**** Source document ****
One of ordinary skill in the art would understand that an active idle mode corresponds to a mode of operation that consumes less power (e.g., operates a processing circuit at a reduced power consumption level) than an active mode and more power than an idle mode. For example, the idle mode may correspond to a reset or initialization stage with both a clock and data-processing operations of the first processing circuit 300a turned off. The active mode may correspond to a fully operational mode in which both the clock and the data-processing operations of the first processing circuit 300a are turned on. The active idle mode may correspond to having the clock turned on but not providing for active processing of any functions, to save power.

The second die 20 may include similar components to those of the first die 10. For example, the second die 20 may include a second processing circuit 300b, a second protocol layer 200b with an interface, and a second processing unit (PU2) 100b (e.g., a CPU, GPU, NPU, TPU, and/or the like) and/or a memory controller and memory. As with the first processing circuit 300a, the second processing circuit 300b may include (e.g., may be) a D2D communications circuit, such as a UCIe circuit. The second processing circuit 300b may include an adapter layer AL and a physical layer PL. The physical layer PL may include a digital layer D and an analog layer A. A first receiver RX1 (e.g., a first receiver circuit) of the second processing circuit 300b may receive the raw data from the first die 10 and may generate transaction data TD for a transaction data interface (e.g., a FLIT data interface FDI) of the second die 20. For example, the second processing circuit 300b may include a second AFE circuit 332b and a de-scrambler DSCR (e.g., a de-scrambler circuit). To assist in generating the transaction data TD for the second die 20, the de-scrambler DSCR may reverse the operations of the scrambler SCR. The second die 20 may use the transaction data TD to perform operations with the second processing unit 100b and/or the memory controller and memory. For example, the second die 20 may store data associated with the transaction data TD at a memory of the second die 20 or may perform one or more computations associated with a more complex computation associated with the transaction data TD.
**** Records shown ****
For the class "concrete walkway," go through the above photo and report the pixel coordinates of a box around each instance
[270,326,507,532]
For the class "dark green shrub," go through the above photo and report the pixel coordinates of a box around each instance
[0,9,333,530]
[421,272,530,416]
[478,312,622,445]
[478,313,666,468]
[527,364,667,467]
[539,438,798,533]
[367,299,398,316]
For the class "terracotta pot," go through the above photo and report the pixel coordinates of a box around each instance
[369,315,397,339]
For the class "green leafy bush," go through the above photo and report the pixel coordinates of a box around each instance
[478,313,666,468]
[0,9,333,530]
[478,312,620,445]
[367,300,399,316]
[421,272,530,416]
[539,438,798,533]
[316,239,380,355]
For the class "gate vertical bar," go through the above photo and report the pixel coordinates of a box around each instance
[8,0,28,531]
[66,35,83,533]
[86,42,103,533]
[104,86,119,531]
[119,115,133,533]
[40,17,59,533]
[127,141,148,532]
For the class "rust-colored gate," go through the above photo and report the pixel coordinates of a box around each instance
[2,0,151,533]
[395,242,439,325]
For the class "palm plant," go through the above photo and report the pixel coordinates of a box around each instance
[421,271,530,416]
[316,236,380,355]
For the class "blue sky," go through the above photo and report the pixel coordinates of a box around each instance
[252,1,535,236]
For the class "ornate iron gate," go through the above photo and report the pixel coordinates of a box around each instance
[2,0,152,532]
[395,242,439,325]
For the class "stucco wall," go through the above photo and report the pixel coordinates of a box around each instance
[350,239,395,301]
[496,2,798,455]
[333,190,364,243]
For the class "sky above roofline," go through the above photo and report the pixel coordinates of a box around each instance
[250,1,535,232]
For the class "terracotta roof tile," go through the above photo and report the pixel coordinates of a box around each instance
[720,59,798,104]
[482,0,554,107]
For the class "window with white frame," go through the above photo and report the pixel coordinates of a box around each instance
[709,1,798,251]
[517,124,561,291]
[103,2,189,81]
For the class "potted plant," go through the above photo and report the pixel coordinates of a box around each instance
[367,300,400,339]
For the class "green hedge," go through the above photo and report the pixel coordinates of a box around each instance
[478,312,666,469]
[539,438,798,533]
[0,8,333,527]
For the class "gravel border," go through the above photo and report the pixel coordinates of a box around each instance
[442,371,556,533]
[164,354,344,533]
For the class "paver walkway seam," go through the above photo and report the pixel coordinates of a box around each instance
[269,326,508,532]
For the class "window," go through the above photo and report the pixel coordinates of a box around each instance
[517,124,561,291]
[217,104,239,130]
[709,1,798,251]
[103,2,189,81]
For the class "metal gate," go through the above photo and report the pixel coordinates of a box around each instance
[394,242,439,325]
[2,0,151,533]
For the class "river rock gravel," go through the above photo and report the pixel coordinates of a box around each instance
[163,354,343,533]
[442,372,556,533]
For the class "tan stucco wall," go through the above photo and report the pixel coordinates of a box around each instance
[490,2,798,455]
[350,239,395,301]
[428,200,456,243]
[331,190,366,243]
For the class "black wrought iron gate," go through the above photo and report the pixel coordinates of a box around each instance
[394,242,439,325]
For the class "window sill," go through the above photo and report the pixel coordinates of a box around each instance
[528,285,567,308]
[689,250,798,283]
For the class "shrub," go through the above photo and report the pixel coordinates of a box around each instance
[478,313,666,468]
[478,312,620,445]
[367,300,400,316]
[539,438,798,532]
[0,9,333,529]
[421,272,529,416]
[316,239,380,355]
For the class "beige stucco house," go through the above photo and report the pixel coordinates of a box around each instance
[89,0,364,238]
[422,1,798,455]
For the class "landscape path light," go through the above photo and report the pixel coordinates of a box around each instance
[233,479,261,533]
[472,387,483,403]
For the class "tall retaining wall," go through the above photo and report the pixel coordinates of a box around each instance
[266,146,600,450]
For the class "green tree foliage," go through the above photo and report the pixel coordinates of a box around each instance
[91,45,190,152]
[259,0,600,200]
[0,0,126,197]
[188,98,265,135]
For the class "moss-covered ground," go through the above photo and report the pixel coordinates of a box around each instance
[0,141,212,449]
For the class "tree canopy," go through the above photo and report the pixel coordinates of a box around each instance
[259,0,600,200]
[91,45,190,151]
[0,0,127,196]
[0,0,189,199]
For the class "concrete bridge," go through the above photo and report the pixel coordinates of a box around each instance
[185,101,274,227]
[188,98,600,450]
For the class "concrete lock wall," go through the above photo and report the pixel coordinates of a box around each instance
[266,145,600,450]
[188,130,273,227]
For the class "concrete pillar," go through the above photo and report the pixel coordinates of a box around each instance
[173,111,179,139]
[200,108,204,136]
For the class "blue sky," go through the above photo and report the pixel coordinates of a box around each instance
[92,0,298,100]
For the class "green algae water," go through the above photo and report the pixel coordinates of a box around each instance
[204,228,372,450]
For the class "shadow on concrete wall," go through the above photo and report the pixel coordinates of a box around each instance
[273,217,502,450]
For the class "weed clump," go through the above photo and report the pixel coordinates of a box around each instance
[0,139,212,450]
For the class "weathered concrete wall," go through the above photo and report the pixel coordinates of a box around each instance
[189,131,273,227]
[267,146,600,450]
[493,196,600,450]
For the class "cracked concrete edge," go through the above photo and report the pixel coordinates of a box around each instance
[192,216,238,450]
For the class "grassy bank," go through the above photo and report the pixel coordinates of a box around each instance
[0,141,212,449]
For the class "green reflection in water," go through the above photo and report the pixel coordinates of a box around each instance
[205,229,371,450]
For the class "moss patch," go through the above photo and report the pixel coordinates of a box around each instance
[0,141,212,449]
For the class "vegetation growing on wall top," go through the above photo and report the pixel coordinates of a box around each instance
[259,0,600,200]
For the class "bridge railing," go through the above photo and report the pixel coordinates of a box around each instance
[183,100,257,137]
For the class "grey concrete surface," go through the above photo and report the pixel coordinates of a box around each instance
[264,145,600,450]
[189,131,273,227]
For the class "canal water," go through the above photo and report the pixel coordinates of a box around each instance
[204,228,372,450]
****
■ To be done:
Answer these questions from the die-to-die circuit text, one per line:
1. In the active idle mode, what stays turned on?
2. What does the de-scrambler DSCR do?
3. What does the first receiver RX1 of the second processing circuit generate?

■ Exercise answer:
1. The clock stays on, but no functions are actively processed.
2. It reverses the operations of the scrambler SCR.
3. It generates transaction data TD for a transaction data interface of the second die 20, such as a FLIT data interface FDI.